-- Directions --
Where a line below includes the word "leafy", copy that line.

-- Given data --

= = =

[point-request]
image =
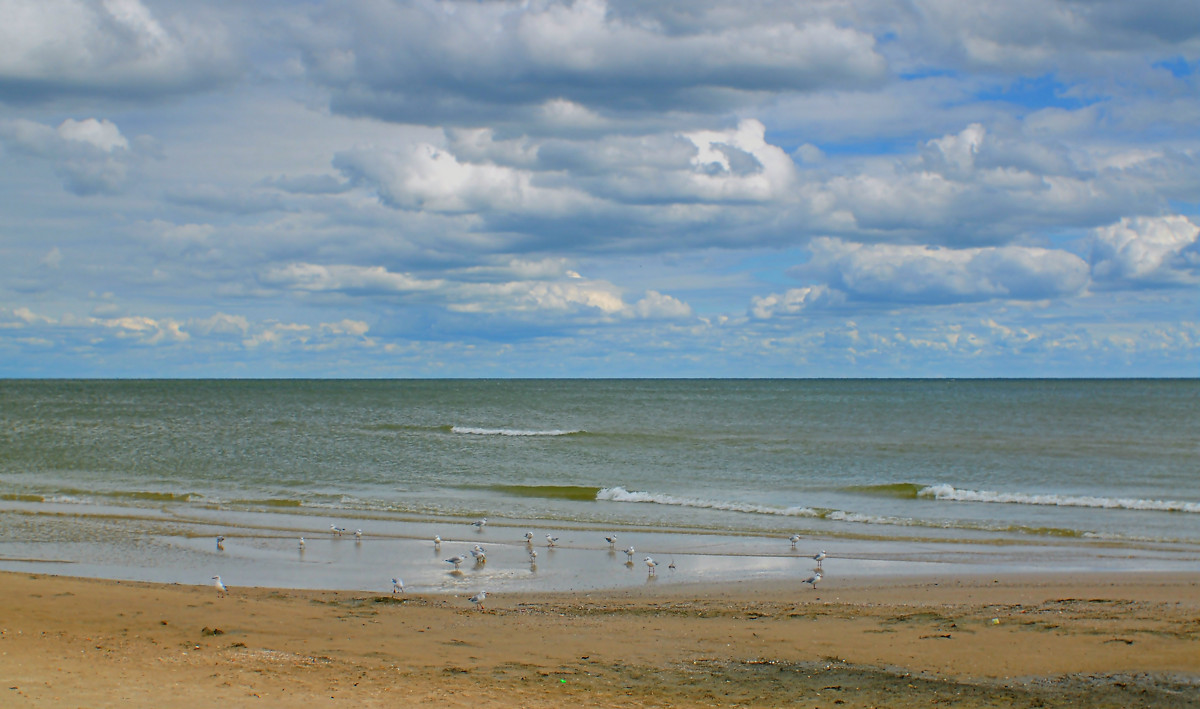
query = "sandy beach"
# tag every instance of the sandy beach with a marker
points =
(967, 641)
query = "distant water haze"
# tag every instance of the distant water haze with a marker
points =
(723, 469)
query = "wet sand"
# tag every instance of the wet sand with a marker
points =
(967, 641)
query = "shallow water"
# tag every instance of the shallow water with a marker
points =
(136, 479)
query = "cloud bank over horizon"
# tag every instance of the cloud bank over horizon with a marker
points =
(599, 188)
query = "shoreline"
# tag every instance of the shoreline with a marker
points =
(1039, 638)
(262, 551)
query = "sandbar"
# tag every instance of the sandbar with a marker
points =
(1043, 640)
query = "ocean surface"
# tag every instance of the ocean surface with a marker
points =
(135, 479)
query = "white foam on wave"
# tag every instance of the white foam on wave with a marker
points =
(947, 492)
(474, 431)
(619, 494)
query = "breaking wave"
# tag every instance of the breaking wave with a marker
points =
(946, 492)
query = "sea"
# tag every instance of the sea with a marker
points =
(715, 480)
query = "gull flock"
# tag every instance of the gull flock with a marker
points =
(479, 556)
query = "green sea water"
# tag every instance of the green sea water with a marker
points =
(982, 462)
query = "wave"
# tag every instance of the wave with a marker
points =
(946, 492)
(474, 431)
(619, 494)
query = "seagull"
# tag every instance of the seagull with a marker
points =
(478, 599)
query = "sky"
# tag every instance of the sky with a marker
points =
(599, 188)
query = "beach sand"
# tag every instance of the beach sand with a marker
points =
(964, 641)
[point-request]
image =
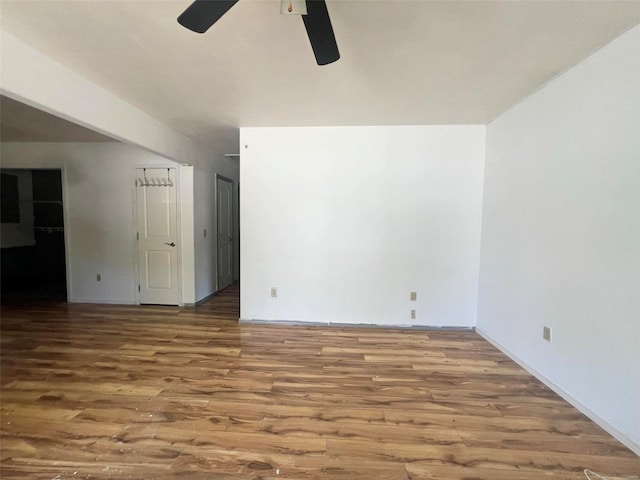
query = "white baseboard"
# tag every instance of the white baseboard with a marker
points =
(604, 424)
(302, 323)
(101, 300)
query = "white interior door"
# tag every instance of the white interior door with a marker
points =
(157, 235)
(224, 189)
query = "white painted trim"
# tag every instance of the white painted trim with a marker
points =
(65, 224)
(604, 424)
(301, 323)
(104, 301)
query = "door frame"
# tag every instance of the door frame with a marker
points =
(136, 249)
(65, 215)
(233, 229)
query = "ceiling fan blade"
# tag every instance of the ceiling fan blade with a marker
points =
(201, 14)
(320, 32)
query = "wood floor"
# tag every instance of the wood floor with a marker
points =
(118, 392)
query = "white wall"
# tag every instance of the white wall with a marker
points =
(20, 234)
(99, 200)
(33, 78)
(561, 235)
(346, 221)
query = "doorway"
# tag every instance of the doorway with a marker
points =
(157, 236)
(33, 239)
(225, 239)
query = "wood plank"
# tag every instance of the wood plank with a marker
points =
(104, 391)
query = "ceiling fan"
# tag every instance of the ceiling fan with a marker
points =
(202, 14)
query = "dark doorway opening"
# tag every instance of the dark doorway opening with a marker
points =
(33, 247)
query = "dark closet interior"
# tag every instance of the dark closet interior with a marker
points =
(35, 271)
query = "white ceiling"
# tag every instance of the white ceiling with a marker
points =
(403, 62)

= = =

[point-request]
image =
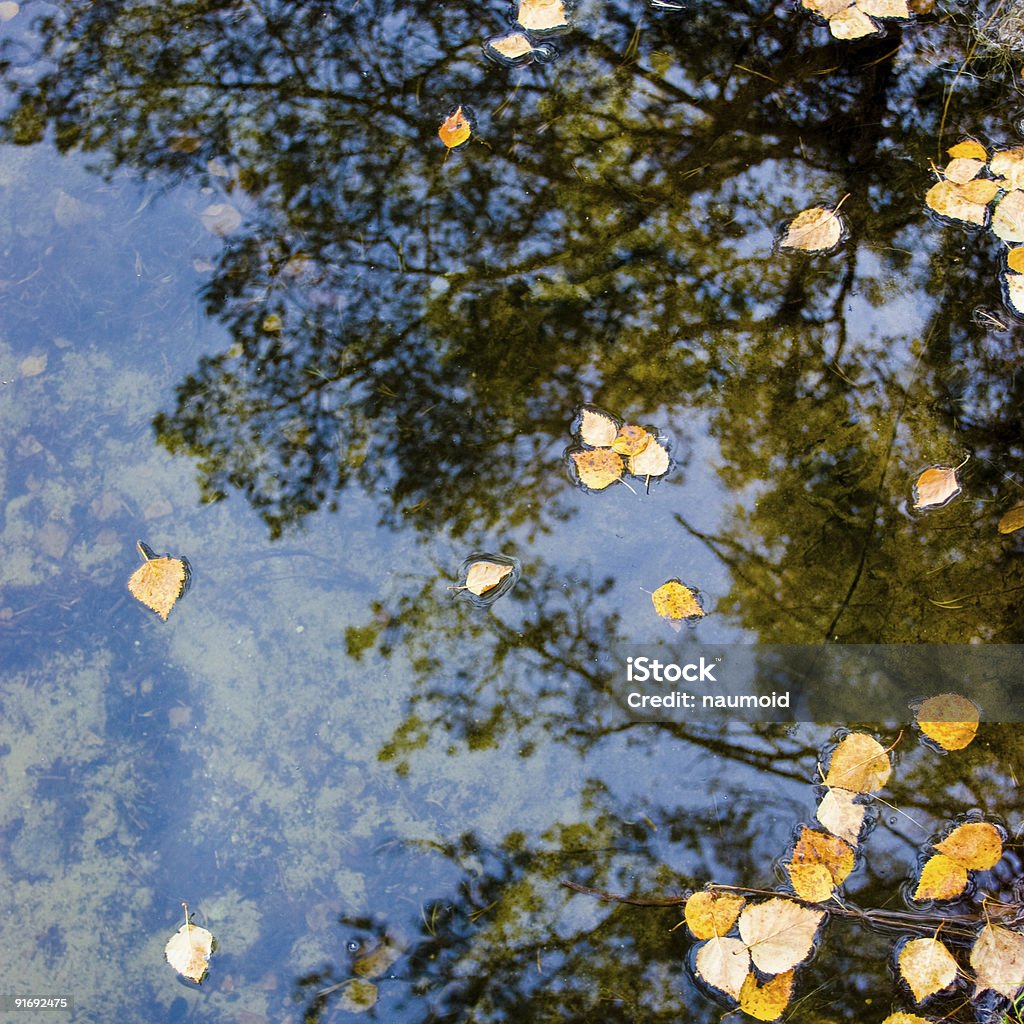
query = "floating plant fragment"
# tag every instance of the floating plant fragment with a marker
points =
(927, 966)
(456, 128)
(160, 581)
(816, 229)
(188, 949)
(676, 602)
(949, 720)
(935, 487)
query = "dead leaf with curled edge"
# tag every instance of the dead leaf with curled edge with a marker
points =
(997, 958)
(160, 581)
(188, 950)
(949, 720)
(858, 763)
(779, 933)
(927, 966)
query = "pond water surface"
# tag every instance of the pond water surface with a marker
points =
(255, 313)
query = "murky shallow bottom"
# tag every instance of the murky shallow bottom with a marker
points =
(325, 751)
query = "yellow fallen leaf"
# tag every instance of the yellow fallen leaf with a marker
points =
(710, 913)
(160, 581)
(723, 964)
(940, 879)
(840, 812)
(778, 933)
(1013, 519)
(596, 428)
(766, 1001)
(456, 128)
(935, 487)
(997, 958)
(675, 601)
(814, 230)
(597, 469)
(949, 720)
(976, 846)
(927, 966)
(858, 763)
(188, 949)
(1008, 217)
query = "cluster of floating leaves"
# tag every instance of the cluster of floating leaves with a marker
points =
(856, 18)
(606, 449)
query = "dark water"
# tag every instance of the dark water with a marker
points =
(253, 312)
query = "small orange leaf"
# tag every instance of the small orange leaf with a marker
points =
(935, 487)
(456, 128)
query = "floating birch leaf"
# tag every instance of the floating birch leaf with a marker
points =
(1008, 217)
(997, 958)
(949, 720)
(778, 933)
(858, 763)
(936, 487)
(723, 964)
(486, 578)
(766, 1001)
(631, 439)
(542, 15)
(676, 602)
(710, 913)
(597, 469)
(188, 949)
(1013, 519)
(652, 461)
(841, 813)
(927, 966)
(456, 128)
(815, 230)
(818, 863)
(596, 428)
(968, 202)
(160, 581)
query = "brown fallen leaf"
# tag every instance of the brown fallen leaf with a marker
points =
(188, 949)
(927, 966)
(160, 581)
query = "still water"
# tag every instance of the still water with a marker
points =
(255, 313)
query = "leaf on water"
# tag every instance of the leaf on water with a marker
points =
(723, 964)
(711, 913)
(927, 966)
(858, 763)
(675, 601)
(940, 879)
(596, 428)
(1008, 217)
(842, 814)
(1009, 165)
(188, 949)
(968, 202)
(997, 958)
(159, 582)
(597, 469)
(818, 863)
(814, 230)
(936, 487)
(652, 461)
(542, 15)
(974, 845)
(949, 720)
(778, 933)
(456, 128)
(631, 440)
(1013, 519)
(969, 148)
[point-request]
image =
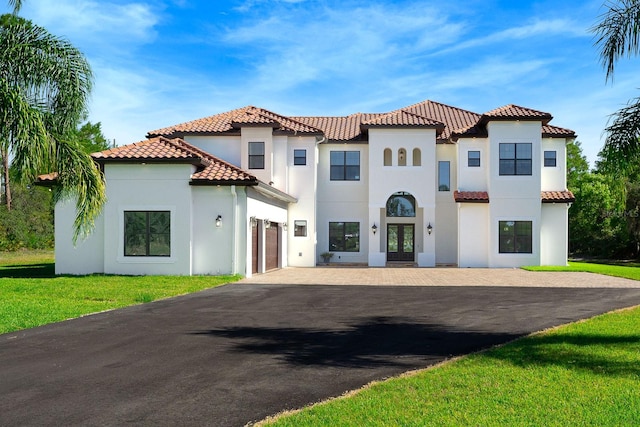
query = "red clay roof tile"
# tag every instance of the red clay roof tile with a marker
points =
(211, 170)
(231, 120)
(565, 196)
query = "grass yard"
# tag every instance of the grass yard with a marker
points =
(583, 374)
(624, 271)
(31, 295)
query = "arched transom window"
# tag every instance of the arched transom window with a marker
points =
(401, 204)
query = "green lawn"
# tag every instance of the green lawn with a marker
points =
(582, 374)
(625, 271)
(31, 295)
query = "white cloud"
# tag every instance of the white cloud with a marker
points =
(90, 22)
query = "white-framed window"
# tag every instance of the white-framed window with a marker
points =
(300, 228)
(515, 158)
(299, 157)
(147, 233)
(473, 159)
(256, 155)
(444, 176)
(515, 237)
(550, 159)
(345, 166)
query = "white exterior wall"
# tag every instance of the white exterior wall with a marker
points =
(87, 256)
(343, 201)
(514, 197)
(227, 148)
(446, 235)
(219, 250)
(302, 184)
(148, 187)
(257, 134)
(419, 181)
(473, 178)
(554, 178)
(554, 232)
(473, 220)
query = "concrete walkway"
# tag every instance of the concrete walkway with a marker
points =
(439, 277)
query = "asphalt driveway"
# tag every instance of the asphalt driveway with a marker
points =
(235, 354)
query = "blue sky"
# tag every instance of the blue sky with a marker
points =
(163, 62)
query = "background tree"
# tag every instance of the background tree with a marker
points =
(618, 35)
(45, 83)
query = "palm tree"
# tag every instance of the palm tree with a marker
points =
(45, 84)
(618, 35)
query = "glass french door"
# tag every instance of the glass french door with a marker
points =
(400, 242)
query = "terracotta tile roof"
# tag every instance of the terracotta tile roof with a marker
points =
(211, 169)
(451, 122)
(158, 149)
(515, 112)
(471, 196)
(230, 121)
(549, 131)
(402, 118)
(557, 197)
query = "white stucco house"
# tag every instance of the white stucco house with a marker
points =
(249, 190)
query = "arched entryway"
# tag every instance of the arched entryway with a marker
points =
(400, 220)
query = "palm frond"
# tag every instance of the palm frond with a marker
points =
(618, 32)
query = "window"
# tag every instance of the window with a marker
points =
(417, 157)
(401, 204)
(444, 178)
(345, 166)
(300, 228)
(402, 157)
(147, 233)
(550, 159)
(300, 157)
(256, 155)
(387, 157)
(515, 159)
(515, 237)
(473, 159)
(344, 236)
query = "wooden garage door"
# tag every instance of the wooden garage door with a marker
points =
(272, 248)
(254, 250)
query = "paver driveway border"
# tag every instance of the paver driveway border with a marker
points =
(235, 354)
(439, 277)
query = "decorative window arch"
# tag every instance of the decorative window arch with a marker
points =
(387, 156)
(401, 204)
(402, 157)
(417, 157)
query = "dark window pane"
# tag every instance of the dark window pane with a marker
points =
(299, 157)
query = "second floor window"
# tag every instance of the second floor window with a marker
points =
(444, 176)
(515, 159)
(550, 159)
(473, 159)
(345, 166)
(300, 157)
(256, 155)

= = =

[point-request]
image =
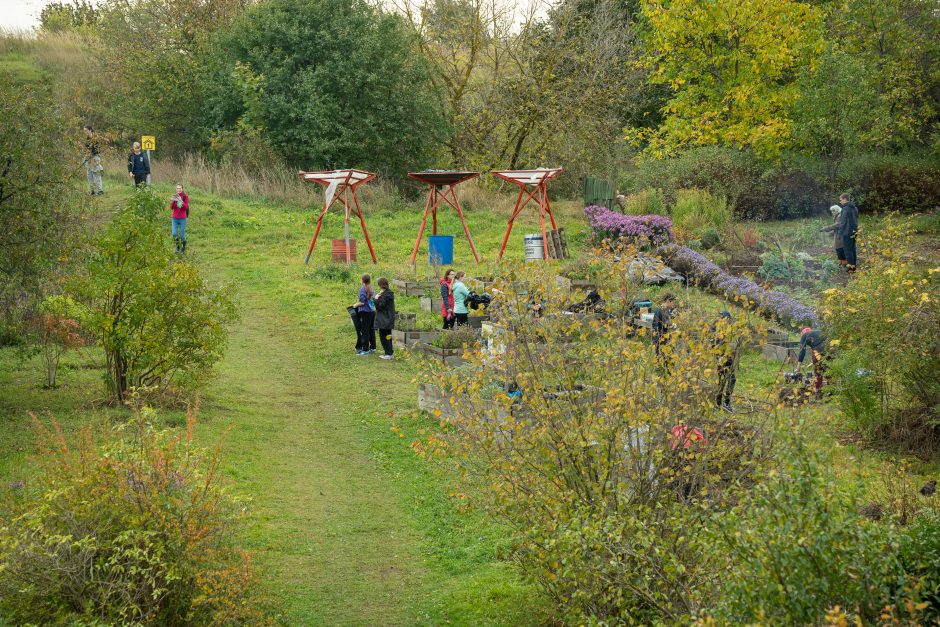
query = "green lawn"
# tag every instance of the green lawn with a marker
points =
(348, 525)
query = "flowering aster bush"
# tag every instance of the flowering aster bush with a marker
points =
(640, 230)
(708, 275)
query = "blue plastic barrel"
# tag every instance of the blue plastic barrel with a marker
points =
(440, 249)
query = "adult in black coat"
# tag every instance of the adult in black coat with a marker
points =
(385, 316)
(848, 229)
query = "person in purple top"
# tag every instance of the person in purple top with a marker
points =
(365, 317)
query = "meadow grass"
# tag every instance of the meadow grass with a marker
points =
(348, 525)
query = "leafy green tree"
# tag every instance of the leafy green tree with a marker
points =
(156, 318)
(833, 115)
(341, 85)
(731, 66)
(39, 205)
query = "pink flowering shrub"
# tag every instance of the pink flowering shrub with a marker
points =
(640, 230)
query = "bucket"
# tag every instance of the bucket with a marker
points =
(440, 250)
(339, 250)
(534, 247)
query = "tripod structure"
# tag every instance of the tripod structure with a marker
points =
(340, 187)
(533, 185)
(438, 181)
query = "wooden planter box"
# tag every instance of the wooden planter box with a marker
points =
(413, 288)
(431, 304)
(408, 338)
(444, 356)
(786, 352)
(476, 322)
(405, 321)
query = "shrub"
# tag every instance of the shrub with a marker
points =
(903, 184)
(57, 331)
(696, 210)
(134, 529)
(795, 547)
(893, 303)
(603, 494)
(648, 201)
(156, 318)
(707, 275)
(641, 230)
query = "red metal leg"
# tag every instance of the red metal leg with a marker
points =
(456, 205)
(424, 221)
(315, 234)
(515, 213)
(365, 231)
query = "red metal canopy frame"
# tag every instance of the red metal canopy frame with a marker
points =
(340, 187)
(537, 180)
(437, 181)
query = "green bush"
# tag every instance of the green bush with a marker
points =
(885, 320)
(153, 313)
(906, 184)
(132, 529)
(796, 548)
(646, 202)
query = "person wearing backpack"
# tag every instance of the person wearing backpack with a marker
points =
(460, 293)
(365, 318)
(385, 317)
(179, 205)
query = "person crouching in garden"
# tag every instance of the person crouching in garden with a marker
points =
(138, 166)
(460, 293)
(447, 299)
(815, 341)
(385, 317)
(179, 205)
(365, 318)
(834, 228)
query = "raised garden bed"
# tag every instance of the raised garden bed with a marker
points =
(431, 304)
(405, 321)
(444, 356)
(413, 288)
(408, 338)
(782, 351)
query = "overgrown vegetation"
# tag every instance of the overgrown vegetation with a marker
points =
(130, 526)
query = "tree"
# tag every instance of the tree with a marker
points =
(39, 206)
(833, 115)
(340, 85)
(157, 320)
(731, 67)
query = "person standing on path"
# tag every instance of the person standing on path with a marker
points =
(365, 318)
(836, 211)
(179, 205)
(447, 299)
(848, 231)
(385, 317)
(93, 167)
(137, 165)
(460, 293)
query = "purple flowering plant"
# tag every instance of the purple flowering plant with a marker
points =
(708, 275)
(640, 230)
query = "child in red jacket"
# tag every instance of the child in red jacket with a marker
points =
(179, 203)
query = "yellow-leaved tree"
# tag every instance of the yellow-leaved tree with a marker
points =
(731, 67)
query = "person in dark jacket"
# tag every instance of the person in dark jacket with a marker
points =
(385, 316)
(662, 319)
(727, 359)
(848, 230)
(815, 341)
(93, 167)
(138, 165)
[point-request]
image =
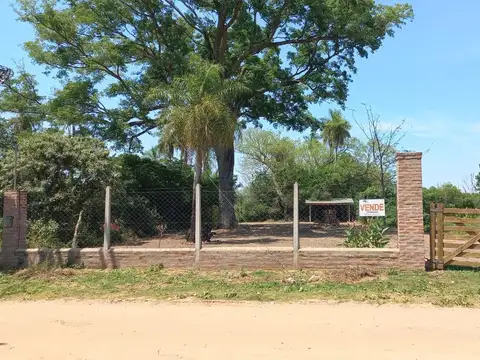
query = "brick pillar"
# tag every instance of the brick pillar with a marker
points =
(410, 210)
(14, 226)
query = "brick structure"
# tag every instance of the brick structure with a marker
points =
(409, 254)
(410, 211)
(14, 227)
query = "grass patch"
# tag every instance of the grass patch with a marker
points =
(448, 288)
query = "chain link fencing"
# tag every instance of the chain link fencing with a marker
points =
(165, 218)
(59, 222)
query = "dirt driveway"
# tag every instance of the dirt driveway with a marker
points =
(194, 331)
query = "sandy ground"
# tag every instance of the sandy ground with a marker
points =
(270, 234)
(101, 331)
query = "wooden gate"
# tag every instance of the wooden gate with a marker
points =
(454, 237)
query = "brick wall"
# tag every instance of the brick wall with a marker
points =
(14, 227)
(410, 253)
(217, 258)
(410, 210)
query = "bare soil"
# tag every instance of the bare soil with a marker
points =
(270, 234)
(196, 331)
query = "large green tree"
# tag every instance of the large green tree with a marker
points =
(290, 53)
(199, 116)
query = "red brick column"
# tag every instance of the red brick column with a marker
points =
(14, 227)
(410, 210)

= = =

-- Solution for this exercise --
query = "leafy green tree"
# tag every instance of the leafy green tree with a marker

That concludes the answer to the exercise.